:: ACTIVITY ::
When the line with "In the photo above, where can the sculpture's foot" appears below, start repeating lines exactly, and keep going through the line with "In the photo above, where can the man standing"; add nothing outside that span.
DATA LISTING below:
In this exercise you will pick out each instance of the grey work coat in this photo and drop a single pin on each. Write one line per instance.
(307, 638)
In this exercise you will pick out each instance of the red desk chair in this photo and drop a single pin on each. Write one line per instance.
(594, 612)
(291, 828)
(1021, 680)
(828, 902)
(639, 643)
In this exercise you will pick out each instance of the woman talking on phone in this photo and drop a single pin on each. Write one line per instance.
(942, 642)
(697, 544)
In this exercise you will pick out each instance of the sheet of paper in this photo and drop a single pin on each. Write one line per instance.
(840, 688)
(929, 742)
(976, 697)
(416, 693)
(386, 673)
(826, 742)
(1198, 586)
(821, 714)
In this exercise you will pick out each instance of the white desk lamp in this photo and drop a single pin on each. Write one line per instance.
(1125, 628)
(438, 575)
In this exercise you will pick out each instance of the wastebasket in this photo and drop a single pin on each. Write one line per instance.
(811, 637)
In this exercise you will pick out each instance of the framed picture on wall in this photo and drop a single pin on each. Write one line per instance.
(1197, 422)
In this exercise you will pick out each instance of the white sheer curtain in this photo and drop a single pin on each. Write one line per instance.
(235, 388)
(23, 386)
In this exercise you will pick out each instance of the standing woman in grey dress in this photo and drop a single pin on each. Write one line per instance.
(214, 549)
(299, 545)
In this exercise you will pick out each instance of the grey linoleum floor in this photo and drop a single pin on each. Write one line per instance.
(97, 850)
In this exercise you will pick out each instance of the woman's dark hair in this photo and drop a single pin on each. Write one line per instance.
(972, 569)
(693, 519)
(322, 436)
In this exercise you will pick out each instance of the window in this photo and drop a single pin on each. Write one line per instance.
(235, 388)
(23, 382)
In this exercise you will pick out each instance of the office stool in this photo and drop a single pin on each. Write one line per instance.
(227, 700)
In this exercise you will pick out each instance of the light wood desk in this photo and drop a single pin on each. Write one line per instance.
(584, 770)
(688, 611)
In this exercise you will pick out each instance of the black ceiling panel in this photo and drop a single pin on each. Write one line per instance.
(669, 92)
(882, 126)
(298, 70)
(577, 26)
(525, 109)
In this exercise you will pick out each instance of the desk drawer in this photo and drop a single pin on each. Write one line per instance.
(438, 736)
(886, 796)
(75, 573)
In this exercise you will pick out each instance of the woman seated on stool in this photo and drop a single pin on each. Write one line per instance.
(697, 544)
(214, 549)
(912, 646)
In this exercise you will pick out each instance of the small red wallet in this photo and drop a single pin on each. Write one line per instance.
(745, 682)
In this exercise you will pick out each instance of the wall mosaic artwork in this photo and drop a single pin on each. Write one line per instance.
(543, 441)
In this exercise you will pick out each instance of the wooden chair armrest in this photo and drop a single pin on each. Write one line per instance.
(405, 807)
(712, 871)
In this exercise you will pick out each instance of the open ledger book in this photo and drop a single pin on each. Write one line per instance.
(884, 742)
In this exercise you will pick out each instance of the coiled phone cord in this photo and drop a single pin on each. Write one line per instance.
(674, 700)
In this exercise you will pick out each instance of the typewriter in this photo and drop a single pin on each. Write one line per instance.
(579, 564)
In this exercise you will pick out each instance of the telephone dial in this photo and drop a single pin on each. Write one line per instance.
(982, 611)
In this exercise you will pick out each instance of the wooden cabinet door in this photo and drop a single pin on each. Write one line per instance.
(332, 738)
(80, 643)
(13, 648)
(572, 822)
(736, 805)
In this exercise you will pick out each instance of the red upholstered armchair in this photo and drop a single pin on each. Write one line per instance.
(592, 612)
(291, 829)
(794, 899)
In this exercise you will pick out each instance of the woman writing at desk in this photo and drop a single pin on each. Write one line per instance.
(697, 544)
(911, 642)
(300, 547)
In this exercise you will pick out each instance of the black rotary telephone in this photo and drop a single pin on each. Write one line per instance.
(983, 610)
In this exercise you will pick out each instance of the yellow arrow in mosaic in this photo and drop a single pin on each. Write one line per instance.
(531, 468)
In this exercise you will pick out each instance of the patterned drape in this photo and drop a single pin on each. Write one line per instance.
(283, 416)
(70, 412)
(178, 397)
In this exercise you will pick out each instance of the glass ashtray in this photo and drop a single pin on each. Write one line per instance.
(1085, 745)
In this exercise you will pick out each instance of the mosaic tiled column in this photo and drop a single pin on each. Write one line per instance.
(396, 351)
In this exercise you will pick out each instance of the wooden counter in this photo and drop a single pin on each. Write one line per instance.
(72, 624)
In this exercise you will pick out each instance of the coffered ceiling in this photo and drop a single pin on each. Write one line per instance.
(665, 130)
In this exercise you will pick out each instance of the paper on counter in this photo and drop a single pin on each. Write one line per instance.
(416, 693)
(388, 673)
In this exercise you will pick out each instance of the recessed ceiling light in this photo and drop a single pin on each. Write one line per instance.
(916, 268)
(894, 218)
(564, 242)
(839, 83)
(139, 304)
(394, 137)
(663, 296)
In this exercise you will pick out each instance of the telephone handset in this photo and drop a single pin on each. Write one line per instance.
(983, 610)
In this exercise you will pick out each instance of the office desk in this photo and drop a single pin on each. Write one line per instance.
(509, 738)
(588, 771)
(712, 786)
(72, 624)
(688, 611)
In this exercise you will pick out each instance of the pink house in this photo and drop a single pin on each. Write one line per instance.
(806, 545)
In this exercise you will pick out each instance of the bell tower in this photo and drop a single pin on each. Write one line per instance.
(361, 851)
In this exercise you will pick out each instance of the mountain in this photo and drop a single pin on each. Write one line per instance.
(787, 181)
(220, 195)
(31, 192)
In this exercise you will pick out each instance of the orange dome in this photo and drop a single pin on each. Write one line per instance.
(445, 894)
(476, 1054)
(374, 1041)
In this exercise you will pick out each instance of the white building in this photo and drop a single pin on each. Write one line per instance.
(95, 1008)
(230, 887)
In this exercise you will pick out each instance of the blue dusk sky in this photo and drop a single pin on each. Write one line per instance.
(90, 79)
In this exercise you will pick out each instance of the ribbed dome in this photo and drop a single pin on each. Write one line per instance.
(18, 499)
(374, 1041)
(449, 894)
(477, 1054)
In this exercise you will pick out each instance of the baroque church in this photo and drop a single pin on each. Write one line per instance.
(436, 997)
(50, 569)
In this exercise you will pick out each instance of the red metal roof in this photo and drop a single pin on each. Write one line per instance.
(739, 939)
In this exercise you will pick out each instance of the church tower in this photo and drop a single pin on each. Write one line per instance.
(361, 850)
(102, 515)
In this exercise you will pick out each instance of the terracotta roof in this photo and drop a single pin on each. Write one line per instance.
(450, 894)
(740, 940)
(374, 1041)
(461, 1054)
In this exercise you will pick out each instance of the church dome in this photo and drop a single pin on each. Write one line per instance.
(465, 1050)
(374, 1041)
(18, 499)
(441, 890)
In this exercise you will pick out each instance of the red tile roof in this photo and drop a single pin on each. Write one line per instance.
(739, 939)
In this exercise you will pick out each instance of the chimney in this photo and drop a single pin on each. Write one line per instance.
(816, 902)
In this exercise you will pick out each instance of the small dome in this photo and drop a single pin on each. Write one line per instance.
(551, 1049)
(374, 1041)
End of DATA LISTING.
DATA LISTING below:
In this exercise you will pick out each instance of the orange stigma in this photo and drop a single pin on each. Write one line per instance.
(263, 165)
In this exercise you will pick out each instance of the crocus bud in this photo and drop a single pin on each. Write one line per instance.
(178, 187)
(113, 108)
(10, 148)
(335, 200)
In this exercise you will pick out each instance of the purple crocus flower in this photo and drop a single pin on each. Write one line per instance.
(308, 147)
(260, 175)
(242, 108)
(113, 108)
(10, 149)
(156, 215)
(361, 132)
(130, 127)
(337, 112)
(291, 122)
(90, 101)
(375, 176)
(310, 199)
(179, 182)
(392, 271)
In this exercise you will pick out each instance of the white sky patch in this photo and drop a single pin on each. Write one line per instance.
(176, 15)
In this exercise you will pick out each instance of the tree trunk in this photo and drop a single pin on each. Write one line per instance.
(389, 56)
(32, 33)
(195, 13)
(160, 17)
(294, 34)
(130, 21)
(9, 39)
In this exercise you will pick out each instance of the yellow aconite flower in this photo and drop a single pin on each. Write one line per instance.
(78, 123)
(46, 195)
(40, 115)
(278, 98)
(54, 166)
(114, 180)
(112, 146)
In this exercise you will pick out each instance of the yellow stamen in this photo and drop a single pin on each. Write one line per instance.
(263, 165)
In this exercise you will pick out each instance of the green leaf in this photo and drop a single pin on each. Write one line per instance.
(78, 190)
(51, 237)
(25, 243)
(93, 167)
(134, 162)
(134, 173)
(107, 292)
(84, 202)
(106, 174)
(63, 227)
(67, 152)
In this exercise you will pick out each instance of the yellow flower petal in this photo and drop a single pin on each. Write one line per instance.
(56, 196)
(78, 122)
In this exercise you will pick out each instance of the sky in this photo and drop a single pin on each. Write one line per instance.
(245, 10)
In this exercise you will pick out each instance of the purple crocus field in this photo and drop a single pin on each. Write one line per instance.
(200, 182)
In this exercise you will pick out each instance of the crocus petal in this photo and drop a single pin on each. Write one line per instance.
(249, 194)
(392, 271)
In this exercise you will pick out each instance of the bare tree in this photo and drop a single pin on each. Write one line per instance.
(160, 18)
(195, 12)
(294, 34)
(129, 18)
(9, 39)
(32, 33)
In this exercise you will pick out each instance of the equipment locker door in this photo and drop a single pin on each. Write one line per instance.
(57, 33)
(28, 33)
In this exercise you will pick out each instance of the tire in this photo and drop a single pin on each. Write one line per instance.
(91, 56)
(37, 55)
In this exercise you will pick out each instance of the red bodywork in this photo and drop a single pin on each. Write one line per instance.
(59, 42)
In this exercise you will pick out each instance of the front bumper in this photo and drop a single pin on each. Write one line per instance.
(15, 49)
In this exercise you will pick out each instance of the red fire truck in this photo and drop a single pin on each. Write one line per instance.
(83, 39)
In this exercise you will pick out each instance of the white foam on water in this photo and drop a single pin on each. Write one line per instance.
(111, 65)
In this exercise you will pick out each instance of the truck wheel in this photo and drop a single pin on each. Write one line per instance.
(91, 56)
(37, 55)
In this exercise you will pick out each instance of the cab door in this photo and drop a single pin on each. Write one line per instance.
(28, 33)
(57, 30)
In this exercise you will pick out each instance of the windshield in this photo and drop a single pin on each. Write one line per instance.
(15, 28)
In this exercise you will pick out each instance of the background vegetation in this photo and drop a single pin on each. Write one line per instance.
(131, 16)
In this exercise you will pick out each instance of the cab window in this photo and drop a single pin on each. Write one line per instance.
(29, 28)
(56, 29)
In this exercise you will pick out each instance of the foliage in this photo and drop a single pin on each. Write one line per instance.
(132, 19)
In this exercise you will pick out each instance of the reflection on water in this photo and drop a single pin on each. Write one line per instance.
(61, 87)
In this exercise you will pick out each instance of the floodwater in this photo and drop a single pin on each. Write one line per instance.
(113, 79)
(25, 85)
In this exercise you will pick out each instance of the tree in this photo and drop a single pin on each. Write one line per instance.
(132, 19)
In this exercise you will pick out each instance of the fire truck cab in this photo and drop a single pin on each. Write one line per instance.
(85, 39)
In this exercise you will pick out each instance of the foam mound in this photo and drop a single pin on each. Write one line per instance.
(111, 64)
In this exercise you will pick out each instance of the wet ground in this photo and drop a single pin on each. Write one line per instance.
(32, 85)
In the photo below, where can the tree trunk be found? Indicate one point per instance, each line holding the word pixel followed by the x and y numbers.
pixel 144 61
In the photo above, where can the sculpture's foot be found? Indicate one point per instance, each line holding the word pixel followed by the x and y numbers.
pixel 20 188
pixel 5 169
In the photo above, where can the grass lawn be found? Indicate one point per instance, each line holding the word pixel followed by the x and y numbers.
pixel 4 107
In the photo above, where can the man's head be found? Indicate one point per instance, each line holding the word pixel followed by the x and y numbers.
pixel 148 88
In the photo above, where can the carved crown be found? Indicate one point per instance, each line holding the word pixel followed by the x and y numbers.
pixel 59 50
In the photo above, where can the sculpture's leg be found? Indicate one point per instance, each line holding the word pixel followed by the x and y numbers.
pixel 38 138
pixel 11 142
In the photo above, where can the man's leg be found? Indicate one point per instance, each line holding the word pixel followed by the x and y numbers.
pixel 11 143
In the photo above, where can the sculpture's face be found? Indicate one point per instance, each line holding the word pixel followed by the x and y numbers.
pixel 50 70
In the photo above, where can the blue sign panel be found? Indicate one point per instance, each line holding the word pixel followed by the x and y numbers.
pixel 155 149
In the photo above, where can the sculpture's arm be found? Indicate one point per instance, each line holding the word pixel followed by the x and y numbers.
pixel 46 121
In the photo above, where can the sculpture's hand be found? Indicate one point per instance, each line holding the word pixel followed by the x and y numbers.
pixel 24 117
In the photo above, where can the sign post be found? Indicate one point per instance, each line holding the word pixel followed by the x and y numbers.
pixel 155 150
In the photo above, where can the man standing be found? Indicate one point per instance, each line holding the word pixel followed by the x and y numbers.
End of DATA LISTING.
:: SOLVED PROBLEM ::
In the photo above, where can the sculpture's foot be found? Indicate one point per instance, each line holding the word pixel followed by the x and y numbers.
pixel 20 188
pixel 5 169
In the photo above, where can the grass lawn be found? Indicate one point per instance, each line holding the word pixel followed by the x and y numbers.
pixel 4 107
In the photo above, where can the man's head be found? Indicate one point per instance, each line holding the word pixel followed by the x and y numbers.
pixel 148 88
In the photo above, where can the carved crown be found? Indicate one point per instance, each line holding the word pixel followed by the x and y numbers.
pixel 59 50
In the photo above, where can the sculpture's leg be found? Indicate one point per instance, each line holding the word pixel followed by the x and y numbers.
pixel 38 138
pixel 11 142
In the photo above, where can the man's leg be found? Indicate one point per instance, each line holding the word pixel followed by the x and y numbers.
pixel 11 143
In the photo above, where can the sculpture's face be found? Indicate one point per instance, each line holding the word pixel followed by the x and y numbers.
pixel 50 70
In the photo above, where can the blue sign panel be found? Indicate one point per instance, each line holding the word pixel followed by the x and y numbers.
pixel 155 149
In the photo above, where can the sculpture's arm be found? Indicate one point per instance, each line holding the word pixel followed by the x and y numbers.
pixel 46 121
In the photo above, where can the sculpture's hand be found? Indicate one point per instance, each line holding the word pixel followed by the x and y numbers.
pixel 24 117
In the photo above, where can the sign post be found? Indicate one point per instance, each line holding the word pixel followed by the x and y numbers.
pixel 155 150
In the photo above, where can the man standing be found? Indicate one point per instance, each line holding the word pixel followed by the x and y numbers.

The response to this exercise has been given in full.